● **What you are asked to do**: Repeat the passage on college athlete transfers word for word, in full.

● **Passage**:
Depending on who you ask, this is one of the biggest issues plaguing the game. Players leave school before they even have a chance to unpack. Immediate eligibility waivers -- whether they are do to hardships or graduate transfers -- are what is spurring the process on. To a point, that’s correct. You’re foolish if you transfer and don’t apply for some kind of waiver. Some have gone as far as to call it an epidemic.

Others?

Like me?

We have an issue with any kind of hinderance on the movement of an amateur athlete. These kids are students first, right? Isn’t that what the NCAA tells us? They’re amateurs, so they can’t get a cut of the billions upon billions of dollars that are generated annually by college athletics? So if they’re students, why is there any restriction on their ability to move around to different campuses? Have you ever heard about the transfer epidemic for veterinarian students?

● **Material shown**:
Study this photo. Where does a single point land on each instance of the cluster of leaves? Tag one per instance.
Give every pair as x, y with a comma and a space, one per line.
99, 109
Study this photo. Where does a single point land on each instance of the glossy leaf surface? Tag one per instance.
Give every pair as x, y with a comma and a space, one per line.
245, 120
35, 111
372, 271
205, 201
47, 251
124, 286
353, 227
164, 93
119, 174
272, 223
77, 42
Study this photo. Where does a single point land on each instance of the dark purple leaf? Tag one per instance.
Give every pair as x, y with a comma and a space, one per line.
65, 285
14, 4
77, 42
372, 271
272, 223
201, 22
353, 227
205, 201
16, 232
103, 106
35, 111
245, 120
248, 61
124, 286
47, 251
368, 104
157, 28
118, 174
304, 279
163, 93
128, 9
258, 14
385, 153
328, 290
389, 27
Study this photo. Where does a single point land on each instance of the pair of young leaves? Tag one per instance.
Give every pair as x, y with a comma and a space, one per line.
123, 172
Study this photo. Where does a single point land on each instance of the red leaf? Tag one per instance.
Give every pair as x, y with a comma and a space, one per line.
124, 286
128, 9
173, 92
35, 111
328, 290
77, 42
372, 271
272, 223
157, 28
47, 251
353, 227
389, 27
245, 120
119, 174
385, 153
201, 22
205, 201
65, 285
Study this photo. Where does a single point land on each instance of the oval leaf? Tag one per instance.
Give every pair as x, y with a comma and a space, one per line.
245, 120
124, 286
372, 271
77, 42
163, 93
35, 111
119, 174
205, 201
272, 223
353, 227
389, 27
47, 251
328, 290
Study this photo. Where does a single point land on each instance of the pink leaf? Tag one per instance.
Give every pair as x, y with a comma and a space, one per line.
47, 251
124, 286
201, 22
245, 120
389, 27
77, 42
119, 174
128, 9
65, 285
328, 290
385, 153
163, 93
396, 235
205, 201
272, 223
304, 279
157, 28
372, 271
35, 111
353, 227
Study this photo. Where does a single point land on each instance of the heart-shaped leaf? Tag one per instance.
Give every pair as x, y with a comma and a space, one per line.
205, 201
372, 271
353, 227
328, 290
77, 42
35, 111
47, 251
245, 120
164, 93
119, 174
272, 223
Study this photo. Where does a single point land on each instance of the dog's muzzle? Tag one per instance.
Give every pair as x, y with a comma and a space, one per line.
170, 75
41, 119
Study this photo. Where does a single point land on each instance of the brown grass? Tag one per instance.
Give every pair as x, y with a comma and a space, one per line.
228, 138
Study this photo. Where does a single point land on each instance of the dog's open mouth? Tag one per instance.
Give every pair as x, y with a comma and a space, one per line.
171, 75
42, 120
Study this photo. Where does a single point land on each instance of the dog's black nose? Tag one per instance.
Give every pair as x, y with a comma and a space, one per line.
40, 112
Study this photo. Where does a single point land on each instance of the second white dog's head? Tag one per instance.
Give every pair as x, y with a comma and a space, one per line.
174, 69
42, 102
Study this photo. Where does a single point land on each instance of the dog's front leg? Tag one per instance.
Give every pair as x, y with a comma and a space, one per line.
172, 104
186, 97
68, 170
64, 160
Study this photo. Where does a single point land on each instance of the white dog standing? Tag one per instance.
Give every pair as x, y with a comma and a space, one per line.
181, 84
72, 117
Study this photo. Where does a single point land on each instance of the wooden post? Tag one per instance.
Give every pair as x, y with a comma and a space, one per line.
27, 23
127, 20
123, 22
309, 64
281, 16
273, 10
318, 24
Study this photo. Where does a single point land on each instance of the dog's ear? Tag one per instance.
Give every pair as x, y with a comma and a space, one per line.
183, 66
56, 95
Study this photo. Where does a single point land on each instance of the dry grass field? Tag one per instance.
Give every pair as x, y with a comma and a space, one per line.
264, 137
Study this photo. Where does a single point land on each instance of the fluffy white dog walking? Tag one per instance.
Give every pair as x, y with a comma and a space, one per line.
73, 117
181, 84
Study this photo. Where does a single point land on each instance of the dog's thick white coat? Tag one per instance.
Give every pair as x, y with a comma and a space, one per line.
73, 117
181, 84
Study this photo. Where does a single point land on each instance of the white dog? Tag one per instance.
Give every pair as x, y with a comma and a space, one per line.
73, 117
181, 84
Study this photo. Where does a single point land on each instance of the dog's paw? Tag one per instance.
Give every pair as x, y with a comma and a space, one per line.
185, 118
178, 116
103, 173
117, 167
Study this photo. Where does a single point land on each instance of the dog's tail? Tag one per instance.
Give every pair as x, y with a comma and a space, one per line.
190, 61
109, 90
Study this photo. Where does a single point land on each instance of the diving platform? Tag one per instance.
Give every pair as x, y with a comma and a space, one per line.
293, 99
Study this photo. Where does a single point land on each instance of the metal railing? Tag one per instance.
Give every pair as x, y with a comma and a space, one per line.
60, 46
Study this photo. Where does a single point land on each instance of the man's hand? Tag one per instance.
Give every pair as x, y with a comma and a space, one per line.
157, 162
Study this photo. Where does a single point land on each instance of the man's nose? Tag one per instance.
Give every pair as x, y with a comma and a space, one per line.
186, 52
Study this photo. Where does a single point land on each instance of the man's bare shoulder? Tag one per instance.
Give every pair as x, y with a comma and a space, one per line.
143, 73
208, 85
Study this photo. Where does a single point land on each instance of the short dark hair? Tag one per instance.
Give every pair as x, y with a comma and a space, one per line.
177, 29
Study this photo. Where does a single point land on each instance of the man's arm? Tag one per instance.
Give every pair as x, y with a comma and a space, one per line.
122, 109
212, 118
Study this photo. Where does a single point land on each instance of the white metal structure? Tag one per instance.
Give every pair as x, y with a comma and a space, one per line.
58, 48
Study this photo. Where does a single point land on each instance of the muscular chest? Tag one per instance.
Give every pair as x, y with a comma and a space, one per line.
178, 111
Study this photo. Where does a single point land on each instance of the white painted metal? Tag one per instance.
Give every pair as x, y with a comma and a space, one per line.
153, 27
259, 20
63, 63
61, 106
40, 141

==

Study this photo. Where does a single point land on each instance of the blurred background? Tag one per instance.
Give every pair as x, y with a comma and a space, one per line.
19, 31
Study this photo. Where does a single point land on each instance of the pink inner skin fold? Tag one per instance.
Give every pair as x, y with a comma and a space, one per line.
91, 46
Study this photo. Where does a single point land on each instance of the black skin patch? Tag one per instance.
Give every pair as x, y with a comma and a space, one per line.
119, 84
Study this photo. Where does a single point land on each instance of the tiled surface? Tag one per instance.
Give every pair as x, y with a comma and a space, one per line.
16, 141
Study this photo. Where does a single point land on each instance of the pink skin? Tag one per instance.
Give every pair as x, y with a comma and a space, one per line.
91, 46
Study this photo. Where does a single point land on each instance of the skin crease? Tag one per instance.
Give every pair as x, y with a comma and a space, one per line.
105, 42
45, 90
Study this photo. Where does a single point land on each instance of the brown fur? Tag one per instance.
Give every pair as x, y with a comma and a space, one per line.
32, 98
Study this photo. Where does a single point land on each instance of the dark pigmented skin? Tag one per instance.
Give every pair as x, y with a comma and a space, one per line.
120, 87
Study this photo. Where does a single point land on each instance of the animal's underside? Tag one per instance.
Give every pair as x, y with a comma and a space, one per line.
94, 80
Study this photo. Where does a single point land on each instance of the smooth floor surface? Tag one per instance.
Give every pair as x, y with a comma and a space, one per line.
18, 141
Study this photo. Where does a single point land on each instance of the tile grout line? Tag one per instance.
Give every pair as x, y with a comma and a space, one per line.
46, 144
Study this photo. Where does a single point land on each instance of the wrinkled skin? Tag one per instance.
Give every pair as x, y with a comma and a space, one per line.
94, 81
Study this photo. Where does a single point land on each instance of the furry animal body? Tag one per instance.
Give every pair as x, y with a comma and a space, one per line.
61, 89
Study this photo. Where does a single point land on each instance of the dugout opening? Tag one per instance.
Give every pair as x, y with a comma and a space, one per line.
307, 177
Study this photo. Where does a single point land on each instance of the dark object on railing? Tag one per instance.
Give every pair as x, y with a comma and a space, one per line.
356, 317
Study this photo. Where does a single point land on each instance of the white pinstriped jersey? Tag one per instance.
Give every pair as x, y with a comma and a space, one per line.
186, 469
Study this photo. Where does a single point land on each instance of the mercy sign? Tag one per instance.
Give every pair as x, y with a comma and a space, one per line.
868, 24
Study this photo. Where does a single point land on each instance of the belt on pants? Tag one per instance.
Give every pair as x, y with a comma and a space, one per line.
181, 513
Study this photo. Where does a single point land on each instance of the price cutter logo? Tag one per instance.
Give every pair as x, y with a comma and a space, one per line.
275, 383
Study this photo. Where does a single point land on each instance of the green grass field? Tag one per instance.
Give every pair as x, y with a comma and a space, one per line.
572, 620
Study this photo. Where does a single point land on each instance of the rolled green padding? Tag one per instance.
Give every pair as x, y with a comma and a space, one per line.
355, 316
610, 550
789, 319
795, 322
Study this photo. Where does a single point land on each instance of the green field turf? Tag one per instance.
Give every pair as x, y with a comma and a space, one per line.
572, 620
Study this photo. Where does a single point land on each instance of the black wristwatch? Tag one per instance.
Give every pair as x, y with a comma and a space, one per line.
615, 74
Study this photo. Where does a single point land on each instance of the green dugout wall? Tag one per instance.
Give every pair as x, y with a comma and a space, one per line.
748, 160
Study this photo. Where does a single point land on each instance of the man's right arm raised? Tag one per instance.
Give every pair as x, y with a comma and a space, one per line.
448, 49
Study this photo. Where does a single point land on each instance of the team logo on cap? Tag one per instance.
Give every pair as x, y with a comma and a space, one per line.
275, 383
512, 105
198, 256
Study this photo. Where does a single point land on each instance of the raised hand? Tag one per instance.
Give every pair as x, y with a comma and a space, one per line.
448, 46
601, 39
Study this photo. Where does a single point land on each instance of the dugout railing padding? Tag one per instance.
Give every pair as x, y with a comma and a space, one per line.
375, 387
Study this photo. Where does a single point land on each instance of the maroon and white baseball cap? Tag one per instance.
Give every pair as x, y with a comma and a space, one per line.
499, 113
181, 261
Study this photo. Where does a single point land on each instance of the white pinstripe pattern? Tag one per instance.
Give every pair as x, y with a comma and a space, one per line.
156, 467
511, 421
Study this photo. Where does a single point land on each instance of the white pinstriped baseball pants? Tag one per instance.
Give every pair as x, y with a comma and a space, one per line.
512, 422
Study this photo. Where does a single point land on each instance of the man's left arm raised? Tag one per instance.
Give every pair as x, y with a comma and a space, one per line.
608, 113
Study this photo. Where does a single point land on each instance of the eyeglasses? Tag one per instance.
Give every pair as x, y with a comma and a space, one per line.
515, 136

● **Answer to the exercise**:
Depending on who you ask, this is one of the biggest issues plaguing the game. Players leave school before they even have a chance to unpack. Immediate eligibility waivers -- whether they are do to hardships or graduate transfers -- are what is spurring the process on. To a point, that’s correct. You’re foolish if you transfer and don’t apply for some kind of waiver. Some have gone as far as to call it an epidemic.

Others?

Like me?

We have an issue with any kind of hinderance on the movement of an amateur athlete. These kids are students first, right? Isn’t that what the NCAA tells us? They’re amateurs, so they can’t get a cut of the billions upon billions of dollars that are generated annually by college athletics? So if they’re students, why is there any restriction on their ability to move around to different campuses? Have you ever heard about the transfer epidemic for veterinarian students?